▶ **Excerpted text**
____
Postpartum Bounce Back Body Culture
Unrealistic. Unattainable. Unattractive. Unworthy.
The postpartum bounce back culture that has been created in our society is beginning to become toxic. Social media and Hollywood are flooded with unrealistic and unattainable expectations for postpartum women that leave them feeling unattractive and unworthy.
As women, our bodies do incredible things! God has ordained our bodies to form, carry, and birth new life into this world - which is nothing less than a miracle. However, often times those pregnancies can take a big toll on women. Things stretch and curve in new ways, leaving proof behind for all to see. The numbers on the scales increase, expectedly and healthily, but we are conditioned to be shocked by them and want the lower end of the expected numbers. We become swollen from face to feet, feeling squishy and exhausted. And all of this is while carrying that precious babe within us.
Then, our bodies continue to do miraculous things as they deliver our prayed over child. No step is easy, but perhaps the hardest step of all is the postpartum recovery and the expectations our society has placed upon mothers in their most vulnerable state.
The bounce back culture around us sets a standard that after those six weeks of recovery, mothers should be ready to get back into their exercise routine, maybe add a diet in there, lose the excess baby weight, and fit back into their pre-baby clothes. This trend is putting unnecessary and unhealthy expectations upon a body that is not ready to fully recover yet. Our bodies take forty weeks to grow a healthy baby and us mothers need to be reminded that forty weeks will not be reversed in six weeks.
We need to all work together to reverse this bounce back culture in a way that removes the pressure / expectation to bounce back to our smaller size and instead focuses on a better mental and emotional health in the postpartum phase.
Postpartum is hard. Our hormones are trying to figure out how to stabilize again. Our uterus is contacting down to a smaller size again. Breastfeeding is more difficult than anyone wants to talk about. We are getting very little sleep. Having to juggle sleeping, drinking enough water, eating enough calories, and maybe even caring for other kids. It’s not easy! There is an emotional and mental toll that is taken in the postpartum phase.
____
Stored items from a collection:
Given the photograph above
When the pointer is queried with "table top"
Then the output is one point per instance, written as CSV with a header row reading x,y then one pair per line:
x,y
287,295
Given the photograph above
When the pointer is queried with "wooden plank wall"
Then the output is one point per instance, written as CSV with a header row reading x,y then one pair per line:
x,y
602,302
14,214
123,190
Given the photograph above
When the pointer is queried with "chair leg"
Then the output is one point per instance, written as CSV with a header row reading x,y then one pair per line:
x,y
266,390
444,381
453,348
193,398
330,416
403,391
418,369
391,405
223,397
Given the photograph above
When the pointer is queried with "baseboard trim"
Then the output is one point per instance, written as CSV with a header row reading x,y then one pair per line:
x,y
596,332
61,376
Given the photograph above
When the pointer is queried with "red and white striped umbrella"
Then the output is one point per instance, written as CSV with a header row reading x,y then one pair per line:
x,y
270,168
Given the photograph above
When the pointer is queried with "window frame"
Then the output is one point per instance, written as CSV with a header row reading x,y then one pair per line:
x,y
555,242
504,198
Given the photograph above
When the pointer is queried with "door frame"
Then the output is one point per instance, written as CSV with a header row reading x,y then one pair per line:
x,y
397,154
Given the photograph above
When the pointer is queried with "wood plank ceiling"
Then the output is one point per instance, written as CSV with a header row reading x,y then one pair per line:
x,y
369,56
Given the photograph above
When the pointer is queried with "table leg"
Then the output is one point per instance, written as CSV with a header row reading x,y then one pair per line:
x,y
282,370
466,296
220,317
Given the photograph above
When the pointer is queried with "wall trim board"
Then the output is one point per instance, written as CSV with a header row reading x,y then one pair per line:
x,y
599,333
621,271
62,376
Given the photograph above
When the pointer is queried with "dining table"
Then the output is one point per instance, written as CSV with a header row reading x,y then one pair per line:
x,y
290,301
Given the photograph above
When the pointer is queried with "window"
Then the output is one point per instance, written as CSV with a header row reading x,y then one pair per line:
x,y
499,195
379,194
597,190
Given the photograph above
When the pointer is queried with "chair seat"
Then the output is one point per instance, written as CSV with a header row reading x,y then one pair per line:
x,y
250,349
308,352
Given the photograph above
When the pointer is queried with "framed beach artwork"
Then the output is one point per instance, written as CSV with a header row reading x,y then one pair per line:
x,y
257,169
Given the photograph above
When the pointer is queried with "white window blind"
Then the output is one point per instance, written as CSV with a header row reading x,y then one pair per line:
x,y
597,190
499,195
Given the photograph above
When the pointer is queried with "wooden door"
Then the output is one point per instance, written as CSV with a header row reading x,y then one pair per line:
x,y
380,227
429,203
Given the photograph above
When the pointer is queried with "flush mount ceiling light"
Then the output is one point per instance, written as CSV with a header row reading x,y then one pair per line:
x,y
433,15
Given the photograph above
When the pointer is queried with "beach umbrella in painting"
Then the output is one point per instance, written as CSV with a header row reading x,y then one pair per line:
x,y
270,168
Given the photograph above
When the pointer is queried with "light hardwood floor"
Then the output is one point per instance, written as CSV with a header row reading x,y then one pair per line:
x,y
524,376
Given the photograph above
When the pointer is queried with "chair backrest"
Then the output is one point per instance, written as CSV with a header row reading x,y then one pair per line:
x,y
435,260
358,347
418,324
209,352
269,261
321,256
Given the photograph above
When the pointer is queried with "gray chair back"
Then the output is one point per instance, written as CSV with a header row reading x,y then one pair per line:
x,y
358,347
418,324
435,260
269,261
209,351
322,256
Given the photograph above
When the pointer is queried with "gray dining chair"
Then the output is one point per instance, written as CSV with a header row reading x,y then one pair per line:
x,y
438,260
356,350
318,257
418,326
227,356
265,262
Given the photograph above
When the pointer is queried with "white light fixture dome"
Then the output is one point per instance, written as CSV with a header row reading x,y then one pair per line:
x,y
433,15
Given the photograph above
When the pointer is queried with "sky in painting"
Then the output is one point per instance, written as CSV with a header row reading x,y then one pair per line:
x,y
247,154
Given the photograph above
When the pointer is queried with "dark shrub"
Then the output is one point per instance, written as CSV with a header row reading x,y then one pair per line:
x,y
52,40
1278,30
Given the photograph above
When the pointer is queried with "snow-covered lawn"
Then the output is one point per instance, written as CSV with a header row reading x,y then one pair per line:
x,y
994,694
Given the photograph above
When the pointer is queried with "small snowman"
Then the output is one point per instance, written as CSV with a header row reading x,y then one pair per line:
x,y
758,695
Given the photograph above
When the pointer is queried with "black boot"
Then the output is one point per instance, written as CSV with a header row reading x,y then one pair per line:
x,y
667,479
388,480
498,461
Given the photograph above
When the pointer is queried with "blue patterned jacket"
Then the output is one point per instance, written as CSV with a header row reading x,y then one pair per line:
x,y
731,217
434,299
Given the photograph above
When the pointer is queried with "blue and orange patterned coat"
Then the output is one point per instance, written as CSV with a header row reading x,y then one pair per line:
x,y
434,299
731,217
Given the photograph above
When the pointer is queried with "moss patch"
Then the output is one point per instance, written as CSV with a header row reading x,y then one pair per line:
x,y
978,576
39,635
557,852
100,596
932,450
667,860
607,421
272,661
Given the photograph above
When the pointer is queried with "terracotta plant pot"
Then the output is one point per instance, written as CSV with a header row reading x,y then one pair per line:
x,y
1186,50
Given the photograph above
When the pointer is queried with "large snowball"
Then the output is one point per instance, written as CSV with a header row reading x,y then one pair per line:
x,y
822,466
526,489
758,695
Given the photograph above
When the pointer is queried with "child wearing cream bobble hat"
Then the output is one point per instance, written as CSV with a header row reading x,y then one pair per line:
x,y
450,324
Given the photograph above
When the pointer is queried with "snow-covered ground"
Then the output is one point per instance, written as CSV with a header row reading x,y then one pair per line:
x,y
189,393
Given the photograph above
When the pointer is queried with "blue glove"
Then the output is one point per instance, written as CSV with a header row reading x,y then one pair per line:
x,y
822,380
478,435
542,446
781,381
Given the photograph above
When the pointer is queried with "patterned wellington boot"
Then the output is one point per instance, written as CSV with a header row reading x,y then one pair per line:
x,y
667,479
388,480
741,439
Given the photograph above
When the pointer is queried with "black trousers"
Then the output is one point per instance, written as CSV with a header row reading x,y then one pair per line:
____
▶ **Work task 1**
From the piece on postpartum bounce back culture, quote everything from "The postpartum bounce" down to "unattractive and unworthy.".
▶ **Work task 2**
Answer these questions using the piece on postpartum bounce back culture:
(a) Which two things does the piece say are flooded with unrealistic and unattainable expectations for postpartum women?
(b) According to the bounce back standard described, after how many weeks of recovery should mothers be ready to return to their exercise routine?
(c) How many weeks does the piece say it takes our bodies to grow a healthy baby?
▶ **Work task 3**
Proceed with the piece on postpartum bounce back culture, starting after its last sentence.

▶ **Task response 1**
The postpartum bounce back culture that has been created in our society is beginning to become toxic. Social media and Hollywood are flooded with unrealistic and unattainable expectations for postpartum women that leave them feeling unattractive and unworthy.

▶ **Task response 2**
(a) Social media and Hollywood.
(b) Six weeks.
(c) Forty weeks.

▶ **Task response 3**
Instead of setting unnecessary, unhealthy, unrealistic, unattainable expectations that leave us feeling unattractive, unworthy, and unable - let’s instead shift the focus to what is necessary and heathy, to focusing on what is realistic and attainable so we can feel attractive, worthy, and able in our most vulnerable state.
Instead, let’s shift the focus not to what our bodies look like compared to the pre-baby photos, but how our mentality is doing, how our nutrition is doing, how our well-being is doing. That six-week postpartum visit should not include a return to work, ‘all-clear’ notice where women are expected to be fully recovered. What it should include is a referral for pelvic floor strengthening therapy, a mandatory three session mental health visit with the option to continue those visits if needed, and more support from a lactation / nutrition standpoint. We all need to work together with health care providers and society to change the conversation around what postpartum should look like.
Let’s work together to change the culture surrounding postpartum expectations. Let’s shift the conversation to emotional and mental health over physical fitness. Let’s acknowledge that what took forty weeks to grow may take another forty plus weeks to shrink. Let’s be okay with that and still feel attractive, worthy, as able in that. Let’s do it together.
Let’s continue the conversation:
Have you experienced pressure from the bounce back culture we live in?
How did pressure in the postpartum stage play a role in your mental and emotional wellbeing?
What would you go back and say to yourself in those initial postpartum days?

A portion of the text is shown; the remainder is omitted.